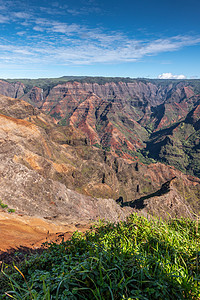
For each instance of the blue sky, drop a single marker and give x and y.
(152, 39)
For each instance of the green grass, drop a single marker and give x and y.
(136, 259)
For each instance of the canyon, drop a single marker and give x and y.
(71, 149)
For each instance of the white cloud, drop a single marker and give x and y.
(171, 76)
(4, 19)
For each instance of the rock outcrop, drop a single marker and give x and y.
(51, 171)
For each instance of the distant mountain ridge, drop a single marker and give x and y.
(52, 171)
(132, 118)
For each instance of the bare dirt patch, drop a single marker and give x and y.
(24, 231)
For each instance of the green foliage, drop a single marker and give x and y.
(2, 205)
(136, 259)
(11, 210)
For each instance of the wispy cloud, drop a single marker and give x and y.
(171, 76)
(54, 42)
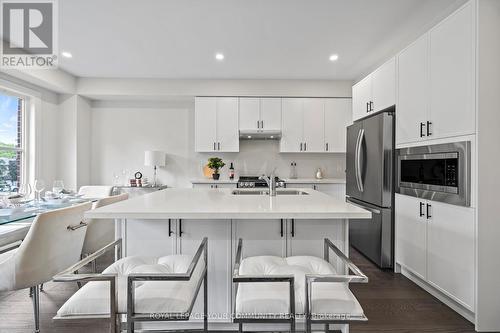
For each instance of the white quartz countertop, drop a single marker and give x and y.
(287, 180)
(222, 204)
(315, 181)
(213, 181)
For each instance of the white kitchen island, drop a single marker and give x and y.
(175, 221)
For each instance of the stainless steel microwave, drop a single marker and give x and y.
(436, 172)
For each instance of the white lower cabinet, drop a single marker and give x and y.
(411, 228)
(435, 241)
(260, 237)
(335, 190)
(450, 251)
(213, 185)
(306, 237)
(189, 235)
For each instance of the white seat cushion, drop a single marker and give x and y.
(150, 297)
(263, 299)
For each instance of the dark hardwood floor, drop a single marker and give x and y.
(392, 304)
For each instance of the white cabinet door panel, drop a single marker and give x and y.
(314, 129)
(413, 91)
(205, 124)
(361, 96)
(228, 139)
(249, 113)
(452, 75)
(338, 115)
(411, 234)
(384, 86)
(292, 125)
(450, 250)
(270, 113)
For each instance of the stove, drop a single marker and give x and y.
(254, 181)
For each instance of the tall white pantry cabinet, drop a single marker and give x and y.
(448, 83)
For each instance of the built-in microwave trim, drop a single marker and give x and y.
(459, 195)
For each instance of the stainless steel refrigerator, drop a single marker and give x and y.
(370, 184)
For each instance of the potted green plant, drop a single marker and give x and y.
(215, 163)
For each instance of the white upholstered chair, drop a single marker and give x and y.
(280, 290)
(96, 191)
(53, 243)
(100, 232)
(142, 288)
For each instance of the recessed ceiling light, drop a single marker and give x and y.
(334, 57)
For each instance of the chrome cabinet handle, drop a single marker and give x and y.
(357, 162)
(170, 232)
(427, 211)
(180, 228)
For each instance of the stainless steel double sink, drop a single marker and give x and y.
(266, 192)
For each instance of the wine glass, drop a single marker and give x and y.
(24, 190)
(57, 186)
(39, 187)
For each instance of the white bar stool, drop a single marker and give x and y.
(271, 289)
(142, 288)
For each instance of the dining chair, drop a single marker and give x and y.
(53, 243)
(100, 232)
(95, 191)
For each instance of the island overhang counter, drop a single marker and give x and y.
(174, 221)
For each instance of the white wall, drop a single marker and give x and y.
(121, 131)
(488, 139)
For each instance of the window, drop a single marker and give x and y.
(12, 141)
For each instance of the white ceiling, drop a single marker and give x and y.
(261, 39)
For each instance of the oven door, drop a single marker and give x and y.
(436, 172)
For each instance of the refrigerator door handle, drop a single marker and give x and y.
(357, 162)
(371, 210)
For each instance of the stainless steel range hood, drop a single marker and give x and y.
(260, 135)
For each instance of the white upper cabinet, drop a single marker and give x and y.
(375, 92)
(436, 82)
(205, 124)
(413, 88)
(292, 125)
(361, 96)
(338, 116)
(216, 124)
(452, 75)
(384, 86)
(260, 114)
(315, 125)
(249, 114)
(270, 113)
(314, 128)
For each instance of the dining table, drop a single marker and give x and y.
(15, 222)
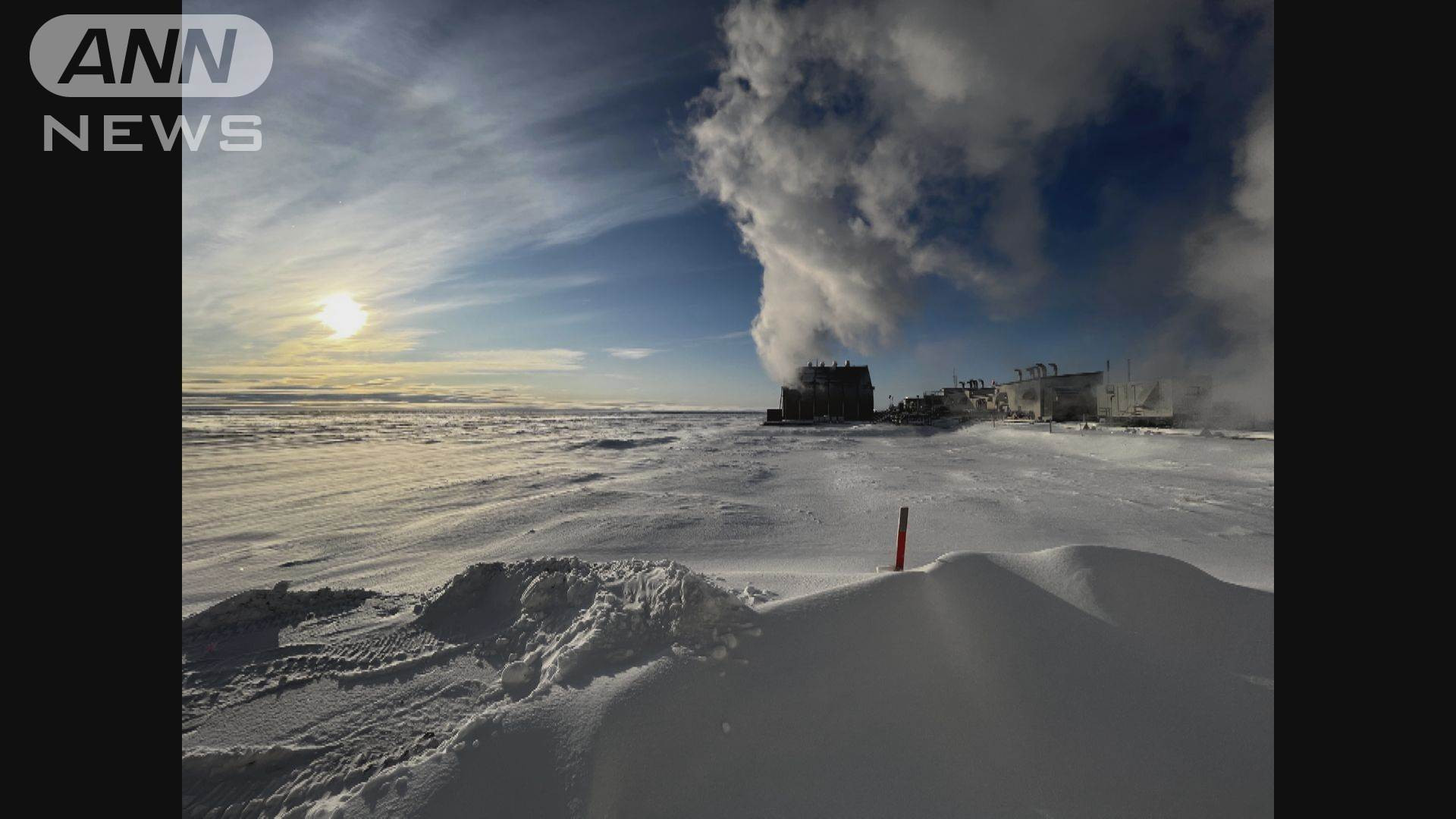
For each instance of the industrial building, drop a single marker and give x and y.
(1041, 392)
(1163, 401)
(827, 392)
(1050, 397)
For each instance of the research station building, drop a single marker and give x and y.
(829, 392)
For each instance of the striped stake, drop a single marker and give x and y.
(900, 544)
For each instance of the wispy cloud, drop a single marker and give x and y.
(403, 149)
(631, 353)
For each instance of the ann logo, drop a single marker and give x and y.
(150, 55)
(161, 69)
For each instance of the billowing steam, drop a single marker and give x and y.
(861, 146)
(1234, 270)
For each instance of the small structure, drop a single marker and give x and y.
(1050, 397)
(1156, 403)
(827, 392)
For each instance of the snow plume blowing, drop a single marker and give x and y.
(1232, 268)
(864, 145)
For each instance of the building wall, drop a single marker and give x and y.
(1057, 398)
(830, 392)
(1156, 401)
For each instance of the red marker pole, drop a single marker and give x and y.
(900, 544)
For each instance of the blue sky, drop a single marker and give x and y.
(533, 210)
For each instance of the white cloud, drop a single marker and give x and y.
(400, 153)
(631, 353)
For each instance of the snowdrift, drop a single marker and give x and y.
(1079, 681)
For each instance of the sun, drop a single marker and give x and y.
(343, 315)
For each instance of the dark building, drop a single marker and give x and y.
(830, 392)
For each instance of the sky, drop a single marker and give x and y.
(674, 205)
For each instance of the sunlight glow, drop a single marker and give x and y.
(343, 315)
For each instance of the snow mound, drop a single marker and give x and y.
(565, 620)
(1079, 681)
(268, 607)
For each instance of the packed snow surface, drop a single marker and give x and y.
(378, 624)
(403, 500)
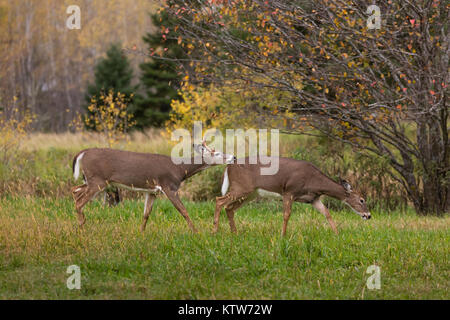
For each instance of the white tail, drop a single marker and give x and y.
(76, 170)
(226, 182)
(144, 172)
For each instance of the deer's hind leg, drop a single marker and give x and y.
(231, 204)
(82, 195)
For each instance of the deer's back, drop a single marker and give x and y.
(295, 175)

+--

(Do this) Without the pictures, write out all of the material exactly.

(The solution)
For each instance of the blue sky, drop a single marker and give x and y.
(152, 39)
For each instance of the green grass, drop a single marker and give x and y.
(136, 259)
For each instance of the canyon, drop a single marker and give x and y.
(71, 149)
For each instance of the white cloud, drop a single marker and give x and y.
(171, 76)
(4, 19)
For each instance of the rock outcrop, drop a single marker and give x and y.
(51, 171)
For each instance of the distant mountain ridge, drop a single marker and give x and y.
(52, 171)
(132, 118)
For each instance of the bare dirt patch, drop a single marker and give x and y.
(24, 231)
For each instance of the green foliage, drop a single marker and give x and y.
(2, 205)
(136, 259)
(11, 210)
For each instance of the wispy cloud, drop a single marker and give x and y.
(171, 76)
(54, 42)
For each instance of the white quartz countertop, drop a single marker and give x and y.
(287, 180)
(222, 204)
(315, 181)
(213, 181)
For each instance of the white kitchen island, drop a single marker and give x and y.
(175, 221)
For each instance of the stainless steel microwave, drop a single marker and give x and y.
(436, 172)
For each instance of the white lower cabinet, drop a single marker and give x and y.
(411, 228)
(435, 241)
(260, 237)
(335, 190)
(450, 251)
(213, 185)
(306, 237)
(189, 235)
For each instance of the white seat cushion, drop a single marker and give x and y.
(150, 297)
(263, 299)
For each instance of the dark hardwood floor, drop a single marker and give x and y.
(392, 304)
For each instance of the white cabinet door panel, drop a single marker and give x and y.
(314, 129)
(413, 91)
(205, 124)
(361, 96)
(228, 139)
(249, 113)
(452, 75)
(338, 115)
(411, 234)
(384, 86)
(292, 125)
(450, 250)
(270, 113)
For each instance of the stove, drop a single marker and give x and y.
(254, 181)
For each instance of the tall white pantry cabinet, drop a single marker and give x and y.
(448, 83)
For each instance of the built-in microwave trim, drop a single marker and give x and y.
(459, 195)
For each instance of the stainless steel refrigerator, drop a single marker and give x and y.
(370, 184)
For each instance of the potted green plant, drop a single marker and give x and y.
(215, 163)
For each instance of the white upholstered chair, drop a single marker and give x and y.
(280, 290)
(96, 191)
(53, 243)
(100, 232)
(142, 288)
For each instance of the recessed ceiling light, drop a single marker and give x and y.
(334, 57)
For each instance of the chrome cabinet handle, drop a single marker and give x and y.
(357, 162)
(170, 232)
(427, 211)
(180, 228)
For each instance of the stainless steel double sink, drop a single marker and give x and y.
(266, 192)
For each instance of the wine glass, drop a single marker and give x and y.
(24, 190)
(57, 186)
(39, 187)
For each instance of the white bar stool, drop a single marker and give x and y.
(271, 289)
(142, 288)
For each instance of the dining chair, drop a single marker and give x and y.
(53, 243)
(100, 232)
(95, 191)
For each instance of the island overhang counter, drop a single marker and give x and y.
(174, 221)
For each instance of the white wall, drop a single marker and give x and y.
(121, 131)
(488, 139)
For each instance of the window, drop a single marker and give x and y.
(12, 141)
For each instance of the white ceiling, drop a single marker and give x and y.
(261, 39)
For each instance of the oven door, drop a single marker and give x and y.
(436, 172)
For each instance of the refrigerator door handle, drop a single marker and give x and y.
(357, 162)
(371, 210)
For each instance of the stainless steel range hood, drop a single marker and give x and y.
(260, 135)
For each instance of the white upper cabinet, drop a single marker and give x and y.
(375, 92)
(436, 82)
(205, 124)
(413, 88)
(292, 125)
(361, 96)
(338, 116)
(216, 124)
(452, 75)
(384, 86)
(260, 114)
(315, 125)
(249, 114)
(270, 113)
(314, 128)
For each instance of the dining table, drop a single marker and give x and y.
(15, 222)
For each instance of the industrial building, drop a single marker and give x and y.
(1041, 392)
(1163, 401)
(827, 392)
(1050, 397)
For each instance of the research station building, drop a single marker and give x and y.
(829, 392)
For each instance of the striped stake, drop a single marker and give x and y.
(900, 544)
For each instance of the wispy cloud, drop a single marker and give x and y.
(403, 149)
(631, 353)
For each instance of the ann logo, drop a single marker and give x and y.
(150, 55)
(161, 69)
For each instance of the billowing steam, drop a single marker and give x and y.
(861, 146)
(1234, 270)
For each instance of the small structure, drop a single marker and give x and y.
(1050, 397)
(1156, 403)
(827, 392)
For each instance of the snow plume blowing, drop a single marker and give x and y.
(1232, 268)
(864, 145)
For each instance of the building wall, drop a single marker and give x and y.
(1057, 398)
(830, 392)
(1156, 401)
For each instance of the red marker pole, drop a single marker and give x and y.
(900, 544)
For each instance of the blue sky, drop a single marker and give x and y.
(533, 210)
For each instance of the white cloud, drop a single marker and give x and y.
(400, 153)
(631, 353)
For each instance of the snowdrift, drop a single marker and give x and y.
(1079, 681)
For each instance of the sun, drop a single marker and give x and y.
(343, 315)
For each instance of the dark building, drop a single marker and give x and y.
(830, 392)
For each instance of the sky, drop a single marker and give x and y.
(674, 205)
For each instance of the sunlight glow, drop a single marker and give x and y.
(343, 315)
For each instance of the snow mound, drop a single marker and give x and y.
(565, 620)
(1079, 681)
(268, 607)
For each instance of the packed snow surface, drop a single marker and give x and y.
(378, 624)
(403, 500)
For each instance of the white tail, drop a single marker and give x and y.
(76, 170)
(226, 182)
(144, 172)
For each instance of the deer's hind leg, drop a single marker and give x and y.
(231, 204)
(82, 195)
For each instance of the deer's back, drop a single marker and give x and y.
(295, 175)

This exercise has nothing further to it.